*Work task:* Starting at the line below holding "drawn like (317,166)." and stopping at the line holding "drawn like (245,34).", print every line exactly, both ends included, and leave the rest out.

== Material shown ==

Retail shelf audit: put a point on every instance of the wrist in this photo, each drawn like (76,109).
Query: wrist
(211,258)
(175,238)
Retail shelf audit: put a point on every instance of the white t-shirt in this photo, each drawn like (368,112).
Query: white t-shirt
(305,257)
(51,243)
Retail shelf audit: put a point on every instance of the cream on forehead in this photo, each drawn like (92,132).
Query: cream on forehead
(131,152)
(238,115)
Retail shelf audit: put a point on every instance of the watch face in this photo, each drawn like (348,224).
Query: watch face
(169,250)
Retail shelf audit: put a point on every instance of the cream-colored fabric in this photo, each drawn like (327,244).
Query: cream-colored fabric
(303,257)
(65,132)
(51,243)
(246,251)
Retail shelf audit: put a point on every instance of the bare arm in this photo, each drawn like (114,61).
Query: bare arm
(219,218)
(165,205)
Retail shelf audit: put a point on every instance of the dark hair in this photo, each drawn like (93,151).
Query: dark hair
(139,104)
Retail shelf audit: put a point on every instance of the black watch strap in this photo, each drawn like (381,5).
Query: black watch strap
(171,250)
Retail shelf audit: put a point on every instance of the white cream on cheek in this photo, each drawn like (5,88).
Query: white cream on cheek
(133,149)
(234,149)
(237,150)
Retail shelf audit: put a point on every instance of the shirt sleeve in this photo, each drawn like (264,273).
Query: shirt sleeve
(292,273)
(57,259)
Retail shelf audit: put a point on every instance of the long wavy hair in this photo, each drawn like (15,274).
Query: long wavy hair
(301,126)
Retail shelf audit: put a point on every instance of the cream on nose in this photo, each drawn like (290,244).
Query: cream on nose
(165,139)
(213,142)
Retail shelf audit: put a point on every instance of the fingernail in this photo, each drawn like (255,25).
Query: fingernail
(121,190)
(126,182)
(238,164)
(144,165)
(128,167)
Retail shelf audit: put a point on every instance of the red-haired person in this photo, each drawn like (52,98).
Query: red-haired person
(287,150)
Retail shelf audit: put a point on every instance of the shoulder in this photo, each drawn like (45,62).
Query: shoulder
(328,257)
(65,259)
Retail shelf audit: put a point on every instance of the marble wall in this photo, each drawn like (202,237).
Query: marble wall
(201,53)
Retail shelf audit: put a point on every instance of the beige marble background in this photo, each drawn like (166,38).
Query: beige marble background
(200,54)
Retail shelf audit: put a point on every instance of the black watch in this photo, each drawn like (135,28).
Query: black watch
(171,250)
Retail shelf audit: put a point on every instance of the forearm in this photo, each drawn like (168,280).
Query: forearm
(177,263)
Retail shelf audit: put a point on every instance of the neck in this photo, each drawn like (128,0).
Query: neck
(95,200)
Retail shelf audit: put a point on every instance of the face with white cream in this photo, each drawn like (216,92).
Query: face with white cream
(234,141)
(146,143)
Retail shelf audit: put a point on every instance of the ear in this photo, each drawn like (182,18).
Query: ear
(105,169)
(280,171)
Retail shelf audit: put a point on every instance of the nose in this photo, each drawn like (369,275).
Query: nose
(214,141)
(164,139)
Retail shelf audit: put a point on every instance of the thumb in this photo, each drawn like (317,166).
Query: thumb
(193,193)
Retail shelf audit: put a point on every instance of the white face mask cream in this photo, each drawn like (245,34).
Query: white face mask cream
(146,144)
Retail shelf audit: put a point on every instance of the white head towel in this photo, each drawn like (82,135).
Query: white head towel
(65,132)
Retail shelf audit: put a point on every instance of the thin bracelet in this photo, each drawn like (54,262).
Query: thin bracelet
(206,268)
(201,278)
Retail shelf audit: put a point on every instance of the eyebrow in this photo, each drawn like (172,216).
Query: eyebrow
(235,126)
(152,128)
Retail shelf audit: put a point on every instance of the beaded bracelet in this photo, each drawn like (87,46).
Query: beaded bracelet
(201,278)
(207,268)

===

*The completed task:*
Retail shelf audit: put a point on every instance of the thumb in this photo, each drawn like (317,166).
Query: thumb
(193,193)
Retail shelf audit: put a point on every instance of the white face mask cream in this photo, each drawn like (245,34).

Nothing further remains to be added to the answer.